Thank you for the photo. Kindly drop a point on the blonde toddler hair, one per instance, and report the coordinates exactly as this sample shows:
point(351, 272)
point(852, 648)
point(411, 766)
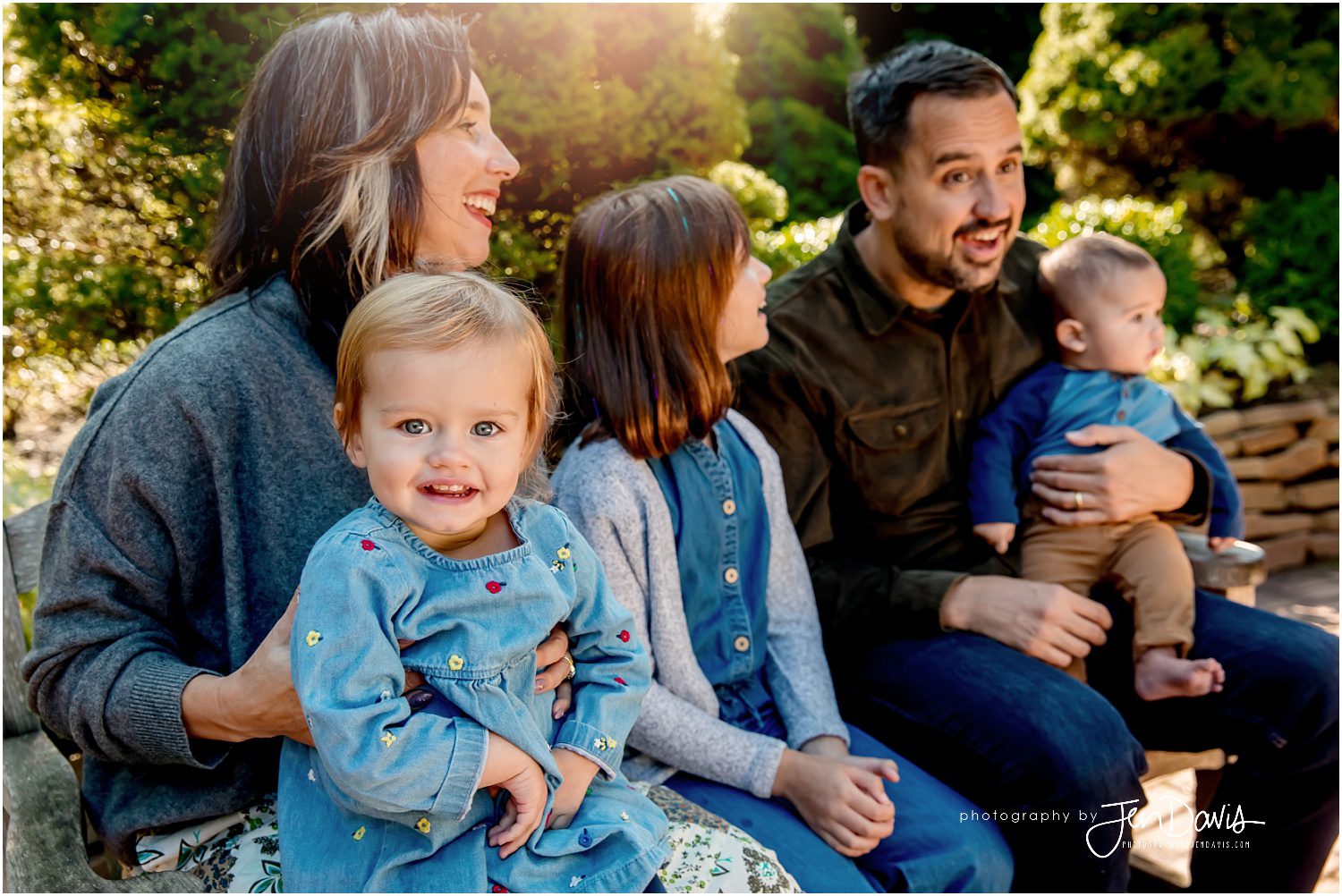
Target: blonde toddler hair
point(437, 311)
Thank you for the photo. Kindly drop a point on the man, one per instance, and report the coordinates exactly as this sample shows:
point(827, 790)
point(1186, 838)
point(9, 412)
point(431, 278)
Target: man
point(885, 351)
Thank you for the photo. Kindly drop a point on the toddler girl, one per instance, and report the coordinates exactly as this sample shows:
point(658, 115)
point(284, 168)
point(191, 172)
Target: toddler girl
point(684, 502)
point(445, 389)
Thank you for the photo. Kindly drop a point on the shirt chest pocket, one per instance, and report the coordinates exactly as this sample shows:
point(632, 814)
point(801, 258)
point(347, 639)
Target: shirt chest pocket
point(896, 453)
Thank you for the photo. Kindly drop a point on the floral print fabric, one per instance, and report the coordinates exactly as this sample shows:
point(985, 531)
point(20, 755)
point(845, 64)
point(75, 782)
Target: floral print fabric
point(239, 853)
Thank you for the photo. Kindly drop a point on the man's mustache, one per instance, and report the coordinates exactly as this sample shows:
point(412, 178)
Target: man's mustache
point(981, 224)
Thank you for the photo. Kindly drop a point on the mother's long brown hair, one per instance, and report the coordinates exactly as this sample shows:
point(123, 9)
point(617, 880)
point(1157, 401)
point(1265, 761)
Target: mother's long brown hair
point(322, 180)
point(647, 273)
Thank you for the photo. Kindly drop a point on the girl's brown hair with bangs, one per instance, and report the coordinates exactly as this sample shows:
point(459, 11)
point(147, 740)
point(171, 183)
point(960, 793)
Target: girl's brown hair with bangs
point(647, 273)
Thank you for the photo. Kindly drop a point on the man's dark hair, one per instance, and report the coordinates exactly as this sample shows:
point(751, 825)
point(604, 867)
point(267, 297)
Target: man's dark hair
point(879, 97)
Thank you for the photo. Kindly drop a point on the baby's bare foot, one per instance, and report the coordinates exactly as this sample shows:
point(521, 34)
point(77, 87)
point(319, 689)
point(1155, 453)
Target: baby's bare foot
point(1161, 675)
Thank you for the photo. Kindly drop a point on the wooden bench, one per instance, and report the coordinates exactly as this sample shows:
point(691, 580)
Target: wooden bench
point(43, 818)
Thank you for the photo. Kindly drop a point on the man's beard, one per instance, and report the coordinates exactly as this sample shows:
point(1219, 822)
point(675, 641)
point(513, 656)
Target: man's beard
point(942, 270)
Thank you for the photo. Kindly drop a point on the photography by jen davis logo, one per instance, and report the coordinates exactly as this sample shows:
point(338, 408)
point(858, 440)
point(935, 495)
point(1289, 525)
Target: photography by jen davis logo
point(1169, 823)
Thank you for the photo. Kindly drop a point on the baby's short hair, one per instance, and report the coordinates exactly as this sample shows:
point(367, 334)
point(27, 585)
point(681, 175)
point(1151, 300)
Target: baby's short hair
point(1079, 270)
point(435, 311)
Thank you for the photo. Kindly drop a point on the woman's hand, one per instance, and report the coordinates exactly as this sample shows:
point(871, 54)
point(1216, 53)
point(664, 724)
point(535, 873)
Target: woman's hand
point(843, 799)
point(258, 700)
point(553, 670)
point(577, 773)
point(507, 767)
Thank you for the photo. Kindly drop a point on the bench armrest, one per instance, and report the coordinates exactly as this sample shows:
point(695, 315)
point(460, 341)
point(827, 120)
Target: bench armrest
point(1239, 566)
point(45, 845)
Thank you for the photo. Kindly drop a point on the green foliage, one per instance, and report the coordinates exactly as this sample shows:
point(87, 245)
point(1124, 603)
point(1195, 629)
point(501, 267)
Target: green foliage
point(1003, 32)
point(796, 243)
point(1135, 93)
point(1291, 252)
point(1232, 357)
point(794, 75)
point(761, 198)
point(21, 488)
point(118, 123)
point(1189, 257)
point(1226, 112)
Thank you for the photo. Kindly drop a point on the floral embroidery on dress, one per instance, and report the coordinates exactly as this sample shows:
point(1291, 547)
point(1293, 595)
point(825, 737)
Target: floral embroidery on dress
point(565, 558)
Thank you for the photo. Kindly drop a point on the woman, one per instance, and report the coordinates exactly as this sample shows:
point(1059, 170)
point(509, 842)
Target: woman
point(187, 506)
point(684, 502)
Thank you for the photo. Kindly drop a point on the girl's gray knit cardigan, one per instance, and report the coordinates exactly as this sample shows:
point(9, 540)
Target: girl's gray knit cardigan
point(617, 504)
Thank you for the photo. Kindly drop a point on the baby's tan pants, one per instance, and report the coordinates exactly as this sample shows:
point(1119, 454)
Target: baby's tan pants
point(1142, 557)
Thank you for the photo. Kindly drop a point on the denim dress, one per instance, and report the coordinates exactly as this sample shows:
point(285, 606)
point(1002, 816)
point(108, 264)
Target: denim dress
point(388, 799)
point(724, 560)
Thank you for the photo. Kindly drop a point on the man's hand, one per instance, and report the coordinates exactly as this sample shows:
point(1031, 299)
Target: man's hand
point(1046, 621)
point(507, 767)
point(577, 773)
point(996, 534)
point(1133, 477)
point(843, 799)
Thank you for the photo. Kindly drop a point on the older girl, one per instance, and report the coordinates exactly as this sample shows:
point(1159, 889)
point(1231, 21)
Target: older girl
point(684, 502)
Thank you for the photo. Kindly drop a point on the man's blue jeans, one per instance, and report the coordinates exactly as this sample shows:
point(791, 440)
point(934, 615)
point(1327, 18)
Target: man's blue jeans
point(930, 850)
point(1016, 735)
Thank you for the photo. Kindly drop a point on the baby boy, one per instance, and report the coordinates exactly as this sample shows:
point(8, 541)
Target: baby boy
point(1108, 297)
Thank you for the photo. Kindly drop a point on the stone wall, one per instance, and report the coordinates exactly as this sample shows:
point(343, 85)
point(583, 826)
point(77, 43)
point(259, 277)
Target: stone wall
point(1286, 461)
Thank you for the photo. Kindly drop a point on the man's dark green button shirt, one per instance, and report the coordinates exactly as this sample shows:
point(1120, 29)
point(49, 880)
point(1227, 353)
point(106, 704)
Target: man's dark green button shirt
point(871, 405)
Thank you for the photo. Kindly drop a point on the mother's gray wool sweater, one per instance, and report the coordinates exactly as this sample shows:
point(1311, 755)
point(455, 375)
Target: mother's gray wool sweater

-=-=-

Where a picture appears in the data, omit it; restate the rest word for word.

*Solution for this problem*.
Thank you for the photo. Kindly drop a point on the blonde toddler hair, one per instance, and report the coordinates exactly as this sample shows:
point(351, 272)
point(852, 648)
point(411, 766)
Target: blonde toddler hair
point(437, 311)
Thank you for the photo. Kindly drop a point on the man, one per instance, and report the coordinates exactly as this sample shows:
point(827, 790)
point(1186, 838)
point(9, 412)
point(431, 278)
Target: man
point(885, 351)
Thank you for the photo. Kindly drop a point on the toddler girl, one per instance, and report the coordinates exactly as this sample shows:
point(658, 115)
point(284, 168)
point(191, 172)
Target: toddler girl
point(684, 502)
point(445, 389)
Thank you for the photo. Kindly drop a point on the shirt chest pocket, one per instance, and report the coordinates exactly as this sample shows:
point(632, 814)
point(801, 258)
point(347, 639)
Target: shirt chest pocket
point(896, 453)
Thank you for the photo. Kindly drop a point on the floral print fabric, one per instance, and report the coordinates exactly as this sample shows:
point(985, 531)
point(20, 755)
point(845, 64)
point(75, 782)
Target: floral print fabric
point(239, 853)
Thank you for the photo. Kindly drop a point on the man's mustache, one per instance, and report the coordinates exactly as this sample shows:
point(412, 178)
Target: man's mustache
point(981, 224)
Thank you for the photo. Kindly drop a point on the mother's long brown hair, one per instance, and report the coordinates exactly as this sample shows:
point(123, 9)
point(617, 880)
point(1157, 401)
point(1265, 761)
Target: mother's long brown hair
point(322, 180)
point(647, 273)
Thank you for the photo. Kindly drop a point on the girl's brown hair with bangs, one per instance, and report the coordinates exactly as this sample shows:
point(459, 11)
point(147, 740)
point(171, 183)
point(960, 793)
Target: girl's brown hair with bangs
point(647, 273)
Thank you for the photo. Kindly drop a point on the man's dark hair, one per instance, and report the coordinates exactly as this sample shows:
point(751, 825)
point(604, 867)
point(267, 297)
Target: man's dark hair
point(879, 97)
Thank you for the photo. Kindly drop a point on the baby's bare foot, one per instance, and report the coordinates exactly as this sample shows:
point(521, 34)
point(77, 87)
point(319, 689)
point(1155, 453)
Target: baby's bare foot
point(1161, 675)
Thank you for the photo. Kindly drop a point on the wooden bench, one per instance, and report the coordinates exactly as this sample shows:
point(691, 580)
Target: wooden bench
point(43, 818)
Thank you for the photo. Kindly drop a point on the man's beard, one per instance, and report the coordinates exactly as this sample shows:
point(1219, 822)
point(675, 641)
point(513, 656)
Target: man's beard
point(942, 270)
Thank you for the photo. Kindly drop a point on the photography by jen davis logo, one per instance, and report the coordinates exactly as this sample shows:
point(338, 408)
point(858, 440)
point(935, 495)
point(1289, 525)
Target: photography by jen davis logo
point(1169, 823)
Thank you for the photo. Kindly drop a point on the baby's short hair, one per instance, and report the coordinates exactly as this sample shows:
point(367, 334)
point(27, 585)
point(681, 175)
point(1151, 300)
Target: baby's short hair
point(1079, 270)
point(435, 311)
Thank you for the photo. Kindly drop a point on the woman's hand, one per instance, and report the coordinates exactly as this sample shows:
point(871, 54)
point(1216, 53)
point(664, 724)
point(535, 873)
Target: woman's hand
point(843, 799)
point(258, 700)
point(553, 670)
point(577, 773)
point(507, 767)
Thank you for the photo. Kindly drop a point on the bench armrest, one per instance, and report the coordinates exactly as this sample shows:
point(695, 315)
point(460, 341)
point(827, 120)
Target: bench armrest
point(1239, 566)
point(45, 845)
Thank you for the photo. Kindly drop a point on the green foliage, one per instance, and report the coordinates exactly as this sample shows:
point(87, 245)
point(1124, 603)
point(1195, 629)
point(501, 267)
Target: green foliage
point(1003, 32)
point(796, 243)
point(1135, 93)
point(1291, 252)
point(1232, 357)
point(794, 75)
point(761, 198)
point(21, 488)
point(118, 123)
point(1189, 257)
point(1226, 112)
Thank you for the photo. Kindly drop a point on the floral embroidery on dress, one per instance, and report the coordinates exactly as this sample shows:
point(1291, 547)
point(1293, 595)
point(825, 737)
Target: floral embroidery on dress
point(565, 558)
Thank you for the photo. Kindly drop a point on the woman, one per instance, and report the coordinates exactly as this sample shows:
point(1059, 170)
point(509, 842)
Target: woman
point(187, 506)
point(684, 502)
Thank you for the photo. Kindly drop a point on the girl's gray knit cardigan, one per instance, and report the coordinates exactly as this sample shows:
point(9, 540)
Target: girl's gray knit cardigan
point(617, 504)
Thank you for the photo. Kindly drop a point on the baby's tan pants, one per instance, and report the coordinates exactly as this sample shows:
point(1119, 454)
Target: baby's tan pants
point(1142, 557)
Thank you for the photo. Kindly drop a point on the denim dress, one per instance, and report the coordinates exactly as this sample shows:
point(285, 606)
point(1002, 816)
point(108, 264)
Target: denim dress
point(388, 799)
point(724, 560)
Thank you for the photo. Kindly drop a point on the man's hand, one per instance, and report the coordinates exactly as this sample shows:
point(1031, 299)
Target: man's hand
point(1046, 621)
point(507, 767)
point(577, 773)
point(996, 534)
point(1133, 477)
point(843, 799)
Thank you for the photo. Kindly drop a point on the older girl, one per instance, and report the coordinates exactly as this sample shows:
point(1159, 889)
point(1231, 21)
Target: older girl
point(684, 502)
Thank you for the photo. Kindly drop a point on the man's blue jeans, one per instance, and report the coordinates exactly as this sample shows:
point(791, 440)
point(934, 615)
point(1327, 18)
Target: man's blue jeans
point(930, 850)
point(1016, 735)
Thank you for the photo. Kindly drop a point on the baby boy, one per instance, and report the coordinates exactly as this sample shows:
point(8, 541)
Target: baby boy
point(1108, 297)
Thank you for the photo. Kindly drop a point on the stone wall, one per instance, and report the coordinates exactly as this sample shows:
point(343, 85)
point(583, 826)
point(77, 43)
point(259, 277)
Target: stone wall
point(1286, 461)
Thank you for the photo. Kindly drop a point on the man's dark green button shirt, one per instance, and report the coordinates exactly as this sample shows:
point(1120, 29)
point(49, 880)
point(1227, 353)
point(106, 704)
Target: man's dark green button shirt
point(871, 405)
Thank you for the photo. Kindly drop a point on the mother's gray wool sweater, one per instance, and report the coordinates exactly as this sample shows:
point(1311, 755)
point(455, 375)
Target: mother's gray wool sweater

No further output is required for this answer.